Exercise brief: All lines in the data bearing the string "window" should be identified and copied.

Stored data entries
=== Section Start ===
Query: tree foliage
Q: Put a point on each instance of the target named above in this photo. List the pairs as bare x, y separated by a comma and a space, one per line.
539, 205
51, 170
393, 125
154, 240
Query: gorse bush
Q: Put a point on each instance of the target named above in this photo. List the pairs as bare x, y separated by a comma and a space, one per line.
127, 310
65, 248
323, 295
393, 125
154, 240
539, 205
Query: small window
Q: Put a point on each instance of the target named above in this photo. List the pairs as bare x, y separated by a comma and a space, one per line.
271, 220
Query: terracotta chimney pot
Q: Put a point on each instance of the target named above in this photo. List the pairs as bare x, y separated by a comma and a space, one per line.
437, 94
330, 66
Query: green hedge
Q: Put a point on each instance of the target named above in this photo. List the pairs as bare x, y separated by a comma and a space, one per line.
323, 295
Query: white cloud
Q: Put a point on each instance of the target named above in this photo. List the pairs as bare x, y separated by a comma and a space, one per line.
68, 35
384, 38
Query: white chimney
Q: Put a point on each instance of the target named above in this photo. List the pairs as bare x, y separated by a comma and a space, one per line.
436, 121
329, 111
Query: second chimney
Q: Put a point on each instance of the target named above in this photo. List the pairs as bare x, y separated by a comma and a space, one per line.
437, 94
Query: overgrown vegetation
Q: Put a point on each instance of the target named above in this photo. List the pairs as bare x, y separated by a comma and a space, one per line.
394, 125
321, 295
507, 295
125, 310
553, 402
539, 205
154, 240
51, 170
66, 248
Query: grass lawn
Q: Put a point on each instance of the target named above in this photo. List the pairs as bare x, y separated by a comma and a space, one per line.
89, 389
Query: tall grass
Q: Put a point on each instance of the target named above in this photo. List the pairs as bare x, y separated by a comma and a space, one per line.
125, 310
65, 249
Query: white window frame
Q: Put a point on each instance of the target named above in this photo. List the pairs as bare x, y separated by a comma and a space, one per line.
=== Section End ===
Solution to the problem:
Query: small window
Query: white window frame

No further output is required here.